### INFORMATION SUPPLIED ###

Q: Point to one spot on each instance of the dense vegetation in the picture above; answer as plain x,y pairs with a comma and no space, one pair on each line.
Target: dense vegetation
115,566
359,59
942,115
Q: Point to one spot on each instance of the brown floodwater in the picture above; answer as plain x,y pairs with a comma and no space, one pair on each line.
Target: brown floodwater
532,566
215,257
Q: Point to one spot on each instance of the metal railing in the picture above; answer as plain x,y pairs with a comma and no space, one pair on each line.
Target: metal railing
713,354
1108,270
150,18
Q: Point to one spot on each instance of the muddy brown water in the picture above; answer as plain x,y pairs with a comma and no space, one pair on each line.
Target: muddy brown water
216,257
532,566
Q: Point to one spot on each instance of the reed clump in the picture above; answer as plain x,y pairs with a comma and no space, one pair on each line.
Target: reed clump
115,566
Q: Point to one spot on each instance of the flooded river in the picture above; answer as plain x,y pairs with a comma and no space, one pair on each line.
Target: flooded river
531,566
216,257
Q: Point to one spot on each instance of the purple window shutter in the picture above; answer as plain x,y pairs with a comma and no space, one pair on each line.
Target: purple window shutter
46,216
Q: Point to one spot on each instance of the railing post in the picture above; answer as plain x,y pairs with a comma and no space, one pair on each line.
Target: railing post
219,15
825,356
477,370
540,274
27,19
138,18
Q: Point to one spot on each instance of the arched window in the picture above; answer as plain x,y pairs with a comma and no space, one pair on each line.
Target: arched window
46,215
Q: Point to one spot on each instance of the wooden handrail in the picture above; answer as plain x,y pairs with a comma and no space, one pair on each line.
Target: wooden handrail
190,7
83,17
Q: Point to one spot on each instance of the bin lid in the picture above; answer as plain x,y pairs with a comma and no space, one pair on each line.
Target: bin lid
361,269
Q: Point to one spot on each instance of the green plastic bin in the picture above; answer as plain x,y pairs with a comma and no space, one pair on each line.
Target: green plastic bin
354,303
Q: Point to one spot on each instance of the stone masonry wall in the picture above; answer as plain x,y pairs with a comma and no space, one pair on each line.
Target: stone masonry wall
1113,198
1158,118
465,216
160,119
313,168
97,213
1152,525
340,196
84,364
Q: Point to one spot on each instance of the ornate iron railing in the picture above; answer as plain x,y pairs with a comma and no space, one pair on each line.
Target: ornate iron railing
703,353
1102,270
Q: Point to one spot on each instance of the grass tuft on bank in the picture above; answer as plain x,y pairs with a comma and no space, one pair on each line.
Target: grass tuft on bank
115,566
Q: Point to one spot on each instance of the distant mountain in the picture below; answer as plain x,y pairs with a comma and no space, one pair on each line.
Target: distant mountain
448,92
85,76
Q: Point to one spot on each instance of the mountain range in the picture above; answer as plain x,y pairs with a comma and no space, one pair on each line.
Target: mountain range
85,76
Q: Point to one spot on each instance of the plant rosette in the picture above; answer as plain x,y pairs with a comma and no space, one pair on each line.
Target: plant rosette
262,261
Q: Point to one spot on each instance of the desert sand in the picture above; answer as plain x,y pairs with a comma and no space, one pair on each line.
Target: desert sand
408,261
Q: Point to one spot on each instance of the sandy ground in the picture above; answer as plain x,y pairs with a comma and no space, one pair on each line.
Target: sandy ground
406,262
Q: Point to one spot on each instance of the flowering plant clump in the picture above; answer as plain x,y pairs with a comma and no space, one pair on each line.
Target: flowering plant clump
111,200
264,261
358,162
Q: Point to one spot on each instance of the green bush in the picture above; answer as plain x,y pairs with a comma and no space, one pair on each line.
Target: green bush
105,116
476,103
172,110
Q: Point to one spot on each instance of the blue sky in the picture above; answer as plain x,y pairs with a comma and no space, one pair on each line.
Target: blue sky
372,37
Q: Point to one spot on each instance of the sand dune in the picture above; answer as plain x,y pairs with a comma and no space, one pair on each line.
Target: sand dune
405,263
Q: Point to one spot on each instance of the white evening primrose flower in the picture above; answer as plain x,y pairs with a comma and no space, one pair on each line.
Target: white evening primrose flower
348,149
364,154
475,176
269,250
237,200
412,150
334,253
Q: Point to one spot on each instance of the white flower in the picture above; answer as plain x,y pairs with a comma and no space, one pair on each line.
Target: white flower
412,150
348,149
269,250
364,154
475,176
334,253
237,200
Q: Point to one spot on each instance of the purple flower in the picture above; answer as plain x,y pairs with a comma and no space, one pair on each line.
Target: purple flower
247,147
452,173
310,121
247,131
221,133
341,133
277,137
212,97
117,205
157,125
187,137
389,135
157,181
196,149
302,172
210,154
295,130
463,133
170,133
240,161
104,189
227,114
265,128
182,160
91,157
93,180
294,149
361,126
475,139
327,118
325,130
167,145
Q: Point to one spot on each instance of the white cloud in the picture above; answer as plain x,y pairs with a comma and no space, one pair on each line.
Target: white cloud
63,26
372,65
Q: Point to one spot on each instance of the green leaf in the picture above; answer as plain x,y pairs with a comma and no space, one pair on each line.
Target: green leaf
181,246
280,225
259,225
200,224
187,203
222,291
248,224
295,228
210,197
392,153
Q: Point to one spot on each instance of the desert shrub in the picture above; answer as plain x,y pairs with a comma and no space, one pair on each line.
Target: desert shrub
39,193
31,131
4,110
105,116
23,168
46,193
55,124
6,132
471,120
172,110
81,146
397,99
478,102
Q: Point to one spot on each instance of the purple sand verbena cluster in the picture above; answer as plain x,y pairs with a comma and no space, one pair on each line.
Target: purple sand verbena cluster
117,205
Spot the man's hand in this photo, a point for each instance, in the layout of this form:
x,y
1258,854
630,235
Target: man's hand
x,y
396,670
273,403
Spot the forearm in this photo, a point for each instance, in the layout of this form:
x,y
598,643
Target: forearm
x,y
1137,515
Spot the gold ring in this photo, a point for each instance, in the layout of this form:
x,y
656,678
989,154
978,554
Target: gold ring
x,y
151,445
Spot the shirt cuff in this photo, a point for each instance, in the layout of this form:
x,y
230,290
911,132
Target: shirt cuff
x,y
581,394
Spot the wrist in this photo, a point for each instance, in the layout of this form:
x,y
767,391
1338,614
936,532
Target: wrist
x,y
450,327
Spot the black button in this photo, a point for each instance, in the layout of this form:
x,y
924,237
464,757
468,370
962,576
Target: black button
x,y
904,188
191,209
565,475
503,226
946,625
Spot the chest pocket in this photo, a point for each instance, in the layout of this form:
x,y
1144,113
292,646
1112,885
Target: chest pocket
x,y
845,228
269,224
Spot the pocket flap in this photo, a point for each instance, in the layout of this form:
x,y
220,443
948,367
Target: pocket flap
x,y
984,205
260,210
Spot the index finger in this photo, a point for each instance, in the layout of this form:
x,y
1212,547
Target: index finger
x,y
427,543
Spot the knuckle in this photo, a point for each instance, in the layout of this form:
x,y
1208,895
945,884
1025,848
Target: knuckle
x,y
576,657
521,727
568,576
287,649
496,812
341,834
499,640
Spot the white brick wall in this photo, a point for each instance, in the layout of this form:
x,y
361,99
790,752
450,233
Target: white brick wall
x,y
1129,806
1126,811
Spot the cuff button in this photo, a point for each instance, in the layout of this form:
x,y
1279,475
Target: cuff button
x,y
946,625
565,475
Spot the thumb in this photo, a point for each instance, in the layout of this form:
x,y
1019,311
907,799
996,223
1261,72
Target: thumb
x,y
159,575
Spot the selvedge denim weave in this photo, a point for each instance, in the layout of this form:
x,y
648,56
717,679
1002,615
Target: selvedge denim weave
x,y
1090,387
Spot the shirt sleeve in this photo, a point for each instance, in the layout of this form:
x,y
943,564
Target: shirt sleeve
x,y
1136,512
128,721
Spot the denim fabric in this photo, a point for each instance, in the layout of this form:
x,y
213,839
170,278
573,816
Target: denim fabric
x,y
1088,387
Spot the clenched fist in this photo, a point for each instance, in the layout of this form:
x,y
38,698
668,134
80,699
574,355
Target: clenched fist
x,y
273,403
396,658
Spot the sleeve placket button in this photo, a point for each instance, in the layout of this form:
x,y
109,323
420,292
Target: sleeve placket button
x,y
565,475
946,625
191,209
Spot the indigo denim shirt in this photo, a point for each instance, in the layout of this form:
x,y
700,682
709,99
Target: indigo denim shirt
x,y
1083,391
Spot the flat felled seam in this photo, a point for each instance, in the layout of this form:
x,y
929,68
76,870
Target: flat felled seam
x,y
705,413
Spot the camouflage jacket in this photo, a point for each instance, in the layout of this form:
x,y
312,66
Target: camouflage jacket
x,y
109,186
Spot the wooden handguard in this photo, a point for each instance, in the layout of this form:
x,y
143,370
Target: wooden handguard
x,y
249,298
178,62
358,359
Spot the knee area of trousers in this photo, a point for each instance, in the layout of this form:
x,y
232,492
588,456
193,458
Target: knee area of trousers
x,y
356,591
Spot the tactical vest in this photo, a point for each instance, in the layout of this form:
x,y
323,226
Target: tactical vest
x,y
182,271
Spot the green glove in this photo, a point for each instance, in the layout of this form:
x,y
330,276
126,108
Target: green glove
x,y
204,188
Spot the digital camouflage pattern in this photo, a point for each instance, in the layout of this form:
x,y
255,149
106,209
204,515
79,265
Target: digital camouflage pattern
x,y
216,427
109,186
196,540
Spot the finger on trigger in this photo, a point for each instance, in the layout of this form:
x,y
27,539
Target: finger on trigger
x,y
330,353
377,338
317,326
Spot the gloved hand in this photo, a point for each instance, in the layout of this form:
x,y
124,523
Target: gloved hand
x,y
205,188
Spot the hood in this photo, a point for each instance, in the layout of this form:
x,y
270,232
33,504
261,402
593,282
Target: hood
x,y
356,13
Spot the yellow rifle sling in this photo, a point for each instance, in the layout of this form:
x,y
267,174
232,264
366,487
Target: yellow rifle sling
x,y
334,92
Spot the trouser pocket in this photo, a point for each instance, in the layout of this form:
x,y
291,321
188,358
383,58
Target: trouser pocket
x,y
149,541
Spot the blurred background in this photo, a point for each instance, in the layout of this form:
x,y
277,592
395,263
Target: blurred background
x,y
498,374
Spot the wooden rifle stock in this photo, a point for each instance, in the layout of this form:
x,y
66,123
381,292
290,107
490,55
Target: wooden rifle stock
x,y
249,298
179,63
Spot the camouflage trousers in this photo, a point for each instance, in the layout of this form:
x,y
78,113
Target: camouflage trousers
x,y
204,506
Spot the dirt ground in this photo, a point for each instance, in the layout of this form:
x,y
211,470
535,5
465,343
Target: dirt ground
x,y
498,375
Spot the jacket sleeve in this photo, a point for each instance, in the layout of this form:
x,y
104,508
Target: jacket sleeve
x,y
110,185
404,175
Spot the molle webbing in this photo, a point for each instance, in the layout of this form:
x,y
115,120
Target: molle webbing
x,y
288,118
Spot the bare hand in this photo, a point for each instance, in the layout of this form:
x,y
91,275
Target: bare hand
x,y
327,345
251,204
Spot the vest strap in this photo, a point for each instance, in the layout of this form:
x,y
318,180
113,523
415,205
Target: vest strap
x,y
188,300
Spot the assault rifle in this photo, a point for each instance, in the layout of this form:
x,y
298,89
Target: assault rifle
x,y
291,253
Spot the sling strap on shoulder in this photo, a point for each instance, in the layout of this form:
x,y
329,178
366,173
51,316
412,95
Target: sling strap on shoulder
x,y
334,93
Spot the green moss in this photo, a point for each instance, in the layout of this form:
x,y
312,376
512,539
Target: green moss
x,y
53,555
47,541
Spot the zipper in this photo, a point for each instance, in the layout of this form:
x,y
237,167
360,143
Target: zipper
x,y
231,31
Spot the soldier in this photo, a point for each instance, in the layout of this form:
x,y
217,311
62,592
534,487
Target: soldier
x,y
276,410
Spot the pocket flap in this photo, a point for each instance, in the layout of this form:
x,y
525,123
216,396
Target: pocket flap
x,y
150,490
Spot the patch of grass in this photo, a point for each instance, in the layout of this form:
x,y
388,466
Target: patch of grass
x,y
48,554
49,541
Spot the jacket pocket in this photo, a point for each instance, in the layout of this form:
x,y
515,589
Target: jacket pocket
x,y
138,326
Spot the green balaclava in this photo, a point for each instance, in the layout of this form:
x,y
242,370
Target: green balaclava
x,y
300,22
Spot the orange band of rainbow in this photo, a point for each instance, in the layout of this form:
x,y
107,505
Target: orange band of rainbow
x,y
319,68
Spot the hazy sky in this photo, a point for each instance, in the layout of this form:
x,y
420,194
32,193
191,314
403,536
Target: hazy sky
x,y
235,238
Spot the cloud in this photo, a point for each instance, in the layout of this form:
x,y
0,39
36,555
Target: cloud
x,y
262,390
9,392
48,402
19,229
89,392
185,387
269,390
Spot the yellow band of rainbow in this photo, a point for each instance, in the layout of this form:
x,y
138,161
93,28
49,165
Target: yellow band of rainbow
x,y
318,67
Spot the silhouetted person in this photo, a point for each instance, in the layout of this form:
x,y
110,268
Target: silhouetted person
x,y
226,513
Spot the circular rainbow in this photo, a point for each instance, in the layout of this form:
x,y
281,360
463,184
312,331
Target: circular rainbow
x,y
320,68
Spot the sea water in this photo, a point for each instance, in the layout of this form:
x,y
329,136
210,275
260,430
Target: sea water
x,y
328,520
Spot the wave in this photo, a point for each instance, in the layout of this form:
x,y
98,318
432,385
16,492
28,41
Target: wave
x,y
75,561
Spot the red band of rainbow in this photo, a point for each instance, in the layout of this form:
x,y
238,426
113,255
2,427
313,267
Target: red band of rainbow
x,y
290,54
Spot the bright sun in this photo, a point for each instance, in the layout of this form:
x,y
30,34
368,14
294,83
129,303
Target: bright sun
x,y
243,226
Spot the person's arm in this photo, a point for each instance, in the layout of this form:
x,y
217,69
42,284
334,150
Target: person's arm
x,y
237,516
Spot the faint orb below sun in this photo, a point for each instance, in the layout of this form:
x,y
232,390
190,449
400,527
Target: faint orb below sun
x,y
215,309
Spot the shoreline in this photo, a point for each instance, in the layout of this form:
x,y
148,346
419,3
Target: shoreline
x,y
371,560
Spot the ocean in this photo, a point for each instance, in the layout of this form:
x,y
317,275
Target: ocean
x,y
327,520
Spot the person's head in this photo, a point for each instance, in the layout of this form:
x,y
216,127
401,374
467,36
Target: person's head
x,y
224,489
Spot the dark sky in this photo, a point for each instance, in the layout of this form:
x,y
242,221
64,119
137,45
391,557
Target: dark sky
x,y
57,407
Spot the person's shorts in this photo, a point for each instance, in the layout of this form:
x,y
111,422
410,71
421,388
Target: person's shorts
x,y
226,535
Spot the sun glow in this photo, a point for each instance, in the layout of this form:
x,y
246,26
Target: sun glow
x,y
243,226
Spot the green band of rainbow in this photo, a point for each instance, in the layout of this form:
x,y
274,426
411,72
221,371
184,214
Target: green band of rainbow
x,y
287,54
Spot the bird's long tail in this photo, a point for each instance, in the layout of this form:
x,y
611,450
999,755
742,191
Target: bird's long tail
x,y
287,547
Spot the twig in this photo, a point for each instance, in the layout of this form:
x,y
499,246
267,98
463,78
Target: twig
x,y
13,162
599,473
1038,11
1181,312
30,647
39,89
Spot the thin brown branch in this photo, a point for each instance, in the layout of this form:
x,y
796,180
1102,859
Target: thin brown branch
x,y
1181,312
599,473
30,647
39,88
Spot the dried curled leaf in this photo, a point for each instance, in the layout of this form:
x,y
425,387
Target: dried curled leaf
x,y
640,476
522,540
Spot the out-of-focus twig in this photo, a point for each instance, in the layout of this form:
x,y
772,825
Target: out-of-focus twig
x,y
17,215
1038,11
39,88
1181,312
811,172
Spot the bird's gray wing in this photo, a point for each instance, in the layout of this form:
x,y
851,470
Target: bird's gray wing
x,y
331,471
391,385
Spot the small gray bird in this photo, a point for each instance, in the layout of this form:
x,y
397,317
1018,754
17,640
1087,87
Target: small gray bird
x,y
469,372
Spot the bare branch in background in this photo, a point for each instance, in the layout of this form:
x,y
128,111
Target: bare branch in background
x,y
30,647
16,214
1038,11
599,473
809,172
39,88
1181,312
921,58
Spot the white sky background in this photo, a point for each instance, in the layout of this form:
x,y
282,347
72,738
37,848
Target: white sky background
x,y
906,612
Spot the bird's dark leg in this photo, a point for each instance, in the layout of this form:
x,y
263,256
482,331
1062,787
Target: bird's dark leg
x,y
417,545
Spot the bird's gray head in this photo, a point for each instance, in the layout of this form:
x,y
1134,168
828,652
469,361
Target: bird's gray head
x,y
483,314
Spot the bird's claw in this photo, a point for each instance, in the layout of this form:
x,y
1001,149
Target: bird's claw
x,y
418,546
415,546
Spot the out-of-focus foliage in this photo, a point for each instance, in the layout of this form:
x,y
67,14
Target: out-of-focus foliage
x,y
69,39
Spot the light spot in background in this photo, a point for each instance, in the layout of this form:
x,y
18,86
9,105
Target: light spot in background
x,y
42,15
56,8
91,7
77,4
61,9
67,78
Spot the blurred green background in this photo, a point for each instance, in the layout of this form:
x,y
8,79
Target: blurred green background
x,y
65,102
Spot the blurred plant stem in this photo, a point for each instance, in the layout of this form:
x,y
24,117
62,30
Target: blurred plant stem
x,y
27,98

###

* YOUR GOAL *
Write out again, unchanged, every line from the line containing "Spot the bird's dark" to the final line of the material above.

* REPLY TO THE TASK *
Spot the bird's dark leg in this photo, a point for each instance, in the layout of this form:
x,y
263,256
482,331
1062,787
Target: bird's dark leg
x,y
417,545
Spot the bird's gray head in this photo, a point for each instance, in the layout of this form:
x,y
1134,168
828,652
469,361
Target: bird's gray head
x,y
483,314
Spot the bird's claw in this photo, a point for each instance, in the layout of this form:
x,y
1001,149
Target: bird's claw
x,y
418,546
415,546
Spot the out-of-focus foliage in this photo, a point for each instance, in the layout of this form:
x,y
67,14
Target: out-of-focus foliage
x,y
69,39
Spot the light spot in background in this photo, a point for each instance, in the layout of this form:
x,y
18,86
9,105
Target: light spot in background
x,y
42,15
56,8
91,7
77,4
61,9
67,78
Spot the blurred green background in this photo, a point for each instance, in the layout of this form:
x,y
8,79
Target: blurred green background
x,y
65,102
Spot the blurred plant stem in this photo, a point for each instance, in the layout of this form:
x,y
24,117
62,30
Target: blurred plant stem
x,y
27,98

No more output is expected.